Excerpt to read:
===

View previous topic :: View next topic |
Author |
Message |
dE_logics Advocate


Joined: 02 Jan 2009 Posts: 2335 Location: $TERM
|
Posted: Sat Mar 29, 2025 8:30 am Post subject: amd64 binary distributions optimized for 2003-era processor? |
|
|
I was under the impression that the x86 extensions feature allowed the binary to execute 'substitute instructions' in case certain instructions where not found in the running processor. However this does not seem to be true. This essentially implies that any binary OS which advertises support for the 2003 k8 processor, contains instructions limited to the k8 processor unless the programmer codes for gcc's multiversioning feature.
To see how much does gcc uses these 'new' instructions --
Code: | /usr/x86_64-mypl-linux-gnu/usr/bin/cat --help
Usage: /usr/x86_64-mypl-linux-gnu/usr/bin/cat [OPTION]... [FILE]...
Concatenate FILE(s) to standard output.
With no FILE, or when FILE is -, read standard input.
-A, --show-all equivalent to -vET
-b, --number-nonblank number nonempty output lines, overrides -n
-e equivalent to -vE
-E, --show-ends display $ at end of each line
-n, --number number all output lines
-s, --squeeze-blank suppress repeated empty output lines
-t equivalent to -vT
-T, --show-tabs display TAB characters as ^I
-u (ignored)

===

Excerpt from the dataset
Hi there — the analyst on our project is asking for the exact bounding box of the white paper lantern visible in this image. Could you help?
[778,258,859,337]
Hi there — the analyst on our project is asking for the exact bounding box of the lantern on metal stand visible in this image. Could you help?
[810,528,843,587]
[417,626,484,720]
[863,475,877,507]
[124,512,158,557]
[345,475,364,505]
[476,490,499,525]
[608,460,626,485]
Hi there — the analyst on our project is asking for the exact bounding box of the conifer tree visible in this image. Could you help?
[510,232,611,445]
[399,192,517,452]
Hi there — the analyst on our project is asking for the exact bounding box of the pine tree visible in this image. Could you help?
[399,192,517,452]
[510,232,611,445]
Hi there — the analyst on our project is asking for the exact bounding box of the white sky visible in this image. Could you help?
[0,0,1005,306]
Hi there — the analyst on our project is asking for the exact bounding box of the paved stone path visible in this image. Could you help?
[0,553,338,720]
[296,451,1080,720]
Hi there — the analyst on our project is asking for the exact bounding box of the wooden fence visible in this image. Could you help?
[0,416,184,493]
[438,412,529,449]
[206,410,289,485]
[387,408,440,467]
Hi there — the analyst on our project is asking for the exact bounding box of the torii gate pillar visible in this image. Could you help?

===

What you will do:
A – Reproduce the forum post word for word, from "Joined: 02 Jan" up to and including "read standard input.".
B – According to the forum post, what gcc feature must a programmer code for if a binary is to use instructions beyond the k8 processor?
C – Please condense the paragraph of the forum post beginning "I was under the impression" into two or three shorter sentences, keeping its main facts.
None of the data above is needed.

Expected results:
A –
Joined: 02 Jan 2009 Posts: 2335 Location: $TERM
|
Posted: Sat Mar 29, 2025 8:30 am Post subject: amd64 binary distributions optimized for 2003-era processor? |
|
|
I was under the impression that the x86 extensions feature allowed the binary to execute 'substitute instructions' in case certain instructions where not found in the running processor. However this does not seem to be true. This essentially implies that any binary OS which advertises support for the 2003 k8 processor, contains instructions limited to the k8 processor unless the programmer codes for gcc's multiversioning feature.
To see how much does gcc uses these 'new' instructions --
Code: | /usr/x86_64-mypl-linux-gnu/usr/bin/cat --help
Usage: /usr/x86_64-mypl-linux-gnu/usr/bin/cat [OPTION]... [FILE]...
Concatenate FILE(s) to standard output.
With no FILE, or when FILE is -, read standard input.

B – The multiversioning feature.

C – The writer had believed that x86 extensions let a binary run substitute instructions when the processor lacked certain ones, but this appears to be untrue. So a binary OS that supports the 2003 k8 processor is limited to k8 instructions unless the programmer codes for gcc's multiversioning feature.